_Request_: Convert the stretch from the line containing "written like (522,169)." through the end of the listing into a JSON list of strings, one per line. Skip blank lines and leave the pictures out.

_Dataset records_:
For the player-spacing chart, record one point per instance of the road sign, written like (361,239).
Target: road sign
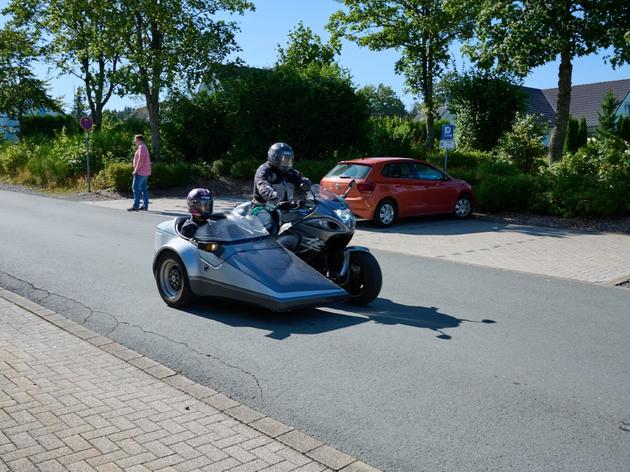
(447,144)
(448,132)
(86,123)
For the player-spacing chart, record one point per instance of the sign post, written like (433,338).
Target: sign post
(447,142)
(86,123)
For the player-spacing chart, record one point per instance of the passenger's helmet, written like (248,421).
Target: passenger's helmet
(200,202)
(280,156)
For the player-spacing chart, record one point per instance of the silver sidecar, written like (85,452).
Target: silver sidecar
(234,257)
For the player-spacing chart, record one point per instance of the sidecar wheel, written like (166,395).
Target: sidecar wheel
(172,280)
(365,278)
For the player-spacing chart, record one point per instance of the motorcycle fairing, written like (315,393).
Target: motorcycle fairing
(261,272)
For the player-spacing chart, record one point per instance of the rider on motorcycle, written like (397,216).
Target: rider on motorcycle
(276,182)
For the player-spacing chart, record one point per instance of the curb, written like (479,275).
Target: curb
(302,443)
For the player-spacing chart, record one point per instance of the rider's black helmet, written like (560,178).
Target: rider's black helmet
(200,203)
(280,156)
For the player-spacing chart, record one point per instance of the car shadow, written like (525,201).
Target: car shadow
(440,225)
(313,321)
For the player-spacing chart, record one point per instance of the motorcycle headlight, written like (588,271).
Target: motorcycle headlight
(346,217)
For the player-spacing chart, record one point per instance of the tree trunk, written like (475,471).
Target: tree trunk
(563,105)
(153,107)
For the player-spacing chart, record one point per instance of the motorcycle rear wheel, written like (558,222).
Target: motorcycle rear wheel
(365,278)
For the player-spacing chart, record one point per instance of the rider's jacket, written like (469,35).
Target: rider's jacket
(272,186)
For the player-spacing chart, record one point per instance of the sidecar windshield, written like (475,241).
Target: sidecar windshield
(232,229)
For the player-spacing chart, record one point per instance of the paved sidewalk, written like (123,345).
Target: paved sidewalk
(602,258)
(73,400)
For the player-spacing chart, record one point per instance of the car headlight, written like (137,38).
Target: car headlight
(346,217)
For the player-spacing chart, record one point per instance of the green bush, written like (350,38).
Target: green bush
(523,145)
(41,128)
(245,169)
(220,168)
(119,175)
(48,171)
(505,192)
(14,157)
(394,136)
(593,181)
(314,170)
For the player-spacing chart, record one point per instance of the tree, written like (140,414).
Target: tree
(422,30)
(608,120)
(571,143)
(82,38)
(485,105)
(520,35)
(20,91)
(306,48)
(624,128)
(382,100)
(172,43)
(582,136)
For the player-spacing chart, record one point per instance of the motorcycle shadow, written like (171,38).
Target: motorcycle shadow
(313,321)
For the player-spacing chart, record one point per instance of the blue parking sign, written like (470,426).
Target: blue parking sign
(448,131)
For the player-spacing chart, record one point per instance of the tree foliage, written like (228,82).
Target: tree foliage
(305,48)
(382,100)
(422,30)
(607,117)
(571,143)
(519,35)
(81,38)
(485,104)
(20,91)
(171,42)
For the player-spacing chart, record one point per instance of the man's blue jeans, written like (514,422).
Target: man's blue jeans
(140,186)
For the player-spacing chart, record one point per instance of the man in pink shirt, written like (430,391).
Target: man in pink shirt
(141,173)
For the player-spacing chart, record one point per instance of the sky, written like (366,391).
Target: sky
(268,26)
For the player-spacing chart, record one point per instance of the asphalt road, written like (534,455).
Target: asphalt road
(454,368)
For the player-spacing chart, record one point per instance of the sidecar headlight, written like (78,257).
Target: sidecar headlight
(346,217)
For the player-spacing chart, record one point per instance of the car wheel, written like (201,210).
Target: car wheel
(172,280)
(463,207)
(365,278)
(385,214)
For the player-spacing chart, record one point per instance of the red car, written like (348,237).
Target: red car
(391,187)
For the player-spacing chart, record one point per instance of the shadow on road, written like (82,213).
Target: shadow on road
(317,321)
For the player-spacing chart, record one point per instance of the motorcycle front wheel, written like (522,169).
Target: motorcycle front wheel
(365,278)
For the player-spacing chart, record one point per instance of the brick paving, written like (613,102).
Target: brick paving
(73,400)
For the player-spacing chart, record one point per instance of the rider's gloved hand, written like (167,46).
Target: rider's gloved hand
(284,206)
(306,184)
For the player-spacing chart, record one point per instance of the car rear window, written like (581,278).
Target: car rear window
(349,171)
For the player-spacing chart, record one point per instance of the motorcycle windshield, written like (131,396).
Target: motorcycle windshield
(232,229)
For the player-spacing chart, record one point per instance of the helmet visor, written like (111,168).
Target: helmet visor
(285,162)
(205,205)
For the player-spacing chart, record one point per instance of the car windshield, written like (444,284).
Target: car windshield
(322,195)
(233,228)
(349,171)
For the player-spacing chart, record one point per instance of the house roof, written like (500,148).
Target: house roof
(586,100)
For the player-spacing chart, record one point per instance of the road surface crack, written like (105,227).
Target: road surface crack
(40,295)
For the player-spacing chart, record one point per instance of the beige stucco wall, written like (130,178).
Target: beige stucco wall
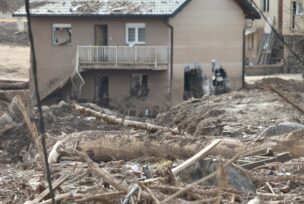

_Problem solution_:
[
  "For the player-spacing chart, record one point per instance of the motorcycle front wheel, written like (522,169).",
  "Target: motorcycle front wheel",
  "(365,278)",
  "For the player-spacing chart, record one point per instance of the brick paving, written like (613,102).",
  "Target: brick paving",
  "(73,400)",
  "For the player-spacing chart, record one point per instance of the rider's gloved hand, written like (167,46).",
  "Target: rider's gloved hand",
  "(284,206)",
  "(306,184)",
  "For the player-spacing chart, record one point per instance of the car rear window, written like (581,278).",
  "Target: car rear window",
  "(349,171)",
  "For the player-spacing chart, record one point per instance of the motorcycle windshield, written like (131,396).",
  "Target: motorcycle windshield",
  "(232,229)",
  "For the player-spacing chart, record one point per instance of the helmet visor, written like (111,168).",
  "Target: helmet visor",
  "(285,162)",
  "(205,205)",
  "For the player-spacing chart, record one point per instance of the car windshield, written like (444,284).",
  "Target: car windshield",
  "(322,195)",
  "(233,228)",
  "(349,171)",
  "For the player-spacing chart, record one point per instance of the house roof, written like (500,148).",
  "Target: house roof",
  "(586,100)",
  "For the player-spacing chart, record one point per instance of the road surface crack, written like (105,227).",
  "Target: road surface crack",
  "(40,295)",
  "For the player-spacing chart, record one point per instance of the beige stucco wall, written like (130,178).",
  "Target: beige stucco wall"
]